§ Work to complete: Count how many lines in the records below contain the word "woman", and reply with that number alone.

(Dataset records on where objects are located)
>> Begin

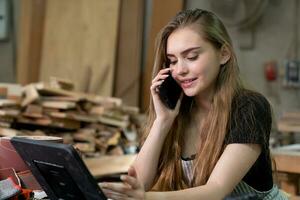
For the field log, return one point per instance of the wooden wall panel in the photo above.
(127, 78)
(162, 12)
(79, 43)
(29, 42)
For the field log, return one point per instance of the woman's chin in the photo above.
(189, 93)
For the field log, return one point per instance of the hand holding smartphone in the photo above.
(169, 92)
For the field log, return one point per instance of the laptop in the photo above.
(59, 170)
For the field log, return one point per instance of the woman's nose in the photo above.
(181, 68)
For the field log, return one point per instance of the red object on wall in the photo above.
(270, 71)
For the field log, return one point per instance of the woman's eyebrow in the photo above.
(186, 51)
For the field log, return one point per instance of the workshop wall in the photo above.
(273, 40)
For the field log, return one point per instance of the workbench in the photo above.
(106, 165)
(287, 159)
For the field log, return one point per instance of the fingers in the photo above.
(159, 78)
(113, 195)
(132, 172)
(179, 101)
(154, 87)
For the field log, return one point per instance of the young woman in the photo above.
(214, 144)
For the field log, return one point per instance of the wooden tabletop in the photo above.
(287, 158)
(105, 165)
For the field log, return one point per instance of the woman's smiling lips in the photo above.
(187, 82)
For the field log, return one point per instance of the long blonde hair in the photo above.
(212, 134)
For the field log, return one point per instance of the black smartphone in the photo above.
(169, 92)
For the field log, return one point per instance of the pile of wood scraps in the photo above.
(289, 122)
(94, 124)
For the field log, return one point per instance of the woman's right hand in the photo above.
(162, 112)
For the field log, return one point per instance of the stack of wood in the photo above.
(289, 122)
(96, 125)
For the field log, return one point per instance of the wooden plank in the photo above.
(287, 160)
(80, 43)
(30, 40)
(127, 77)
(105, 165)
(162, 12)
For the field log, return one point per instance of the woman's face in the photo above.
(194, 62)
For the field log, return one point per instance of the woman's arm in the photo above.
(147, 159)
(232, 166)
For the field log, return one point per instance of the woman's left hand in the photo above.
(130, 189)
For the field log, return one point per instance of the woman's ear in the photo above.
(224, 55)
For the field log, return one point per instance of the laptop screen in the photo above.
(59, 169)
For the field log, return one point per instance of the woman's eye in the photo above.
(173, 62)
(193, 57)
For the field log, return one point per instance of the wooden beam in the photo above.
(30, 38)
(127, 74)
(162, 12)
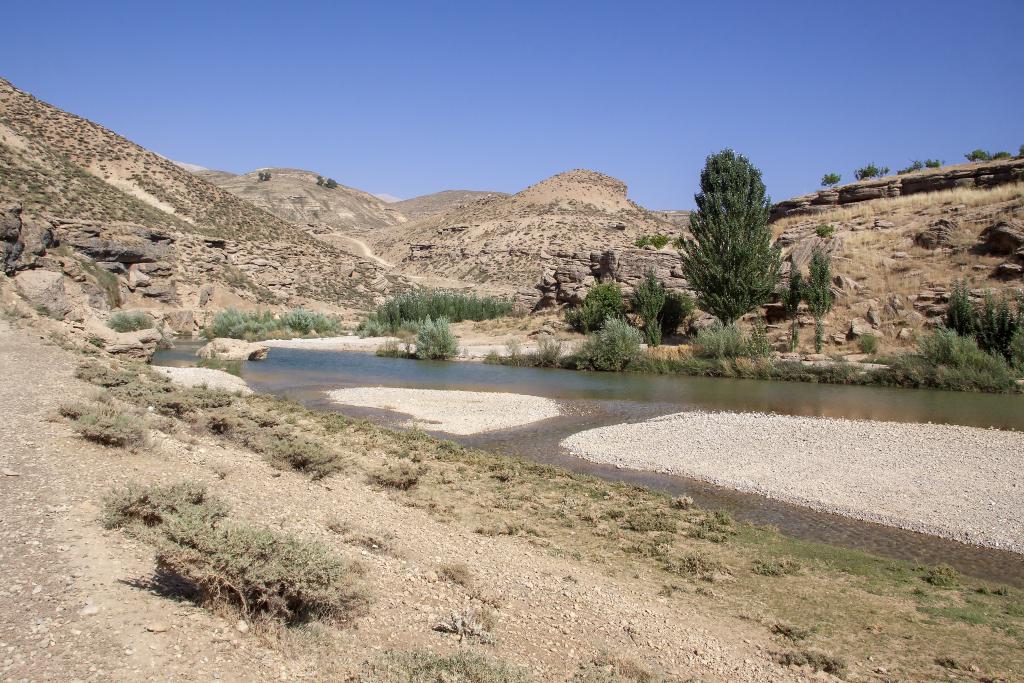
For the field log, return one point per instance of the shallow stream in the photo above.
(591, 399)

>> End
>> Begin

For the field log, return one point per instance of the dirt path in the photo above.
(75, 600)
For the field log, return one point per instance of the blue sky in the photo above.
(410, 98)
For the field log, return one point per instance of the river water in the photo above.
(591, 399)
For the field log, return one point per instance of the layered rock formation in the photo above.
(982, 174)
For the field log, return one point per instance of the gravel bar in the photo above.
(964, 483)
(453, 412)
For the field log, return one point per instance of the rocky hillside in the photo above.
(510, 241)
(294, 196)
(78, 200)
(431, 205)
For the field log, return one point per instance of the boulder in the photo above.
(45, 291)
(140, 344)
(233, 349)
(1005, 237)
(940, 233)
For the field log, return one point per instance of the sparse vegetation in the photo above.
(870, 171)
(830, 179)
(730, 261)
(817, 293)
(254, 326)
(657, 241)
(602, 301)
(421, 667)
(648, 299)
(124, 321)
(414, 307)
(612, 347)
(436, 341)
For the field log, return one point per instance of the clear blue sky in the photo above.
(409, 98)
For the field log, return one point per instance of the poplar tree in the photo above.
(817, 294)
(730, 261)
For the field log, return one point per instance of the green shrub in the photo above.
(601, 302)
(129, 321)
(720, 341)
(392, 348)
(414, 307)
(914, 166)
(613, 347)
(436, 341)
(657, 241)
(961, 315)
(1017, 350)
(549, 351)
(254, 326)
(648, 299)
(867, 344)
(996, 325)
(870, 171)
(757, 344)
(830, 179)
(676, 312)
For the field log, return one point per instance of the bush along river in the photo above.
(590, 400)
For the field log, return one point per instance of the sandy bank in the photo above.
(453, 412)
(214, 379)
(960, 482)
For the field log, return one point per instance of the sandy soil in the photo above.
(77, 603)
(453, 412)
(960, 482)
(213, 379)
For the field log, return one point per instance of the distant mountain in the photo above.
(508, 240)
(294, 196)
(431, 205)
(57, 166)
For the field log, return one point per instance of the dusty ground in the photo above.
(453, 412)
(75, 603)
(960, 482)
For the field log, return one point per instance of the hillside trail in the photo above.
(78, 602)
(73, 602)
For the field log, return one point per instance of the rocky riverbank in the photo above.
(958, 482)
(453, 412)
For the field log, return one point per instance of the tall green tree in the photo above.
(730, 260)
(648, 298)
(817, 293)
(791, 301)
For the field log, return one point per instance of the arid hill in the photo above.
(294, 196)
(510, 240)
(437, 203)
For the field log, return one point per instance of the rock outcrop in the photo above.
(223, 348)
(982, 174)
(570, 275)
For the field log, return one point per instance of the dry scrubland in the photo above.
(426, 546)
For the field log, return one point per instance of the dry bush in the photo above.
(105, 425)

>> End

§ Answer to this exercise: 11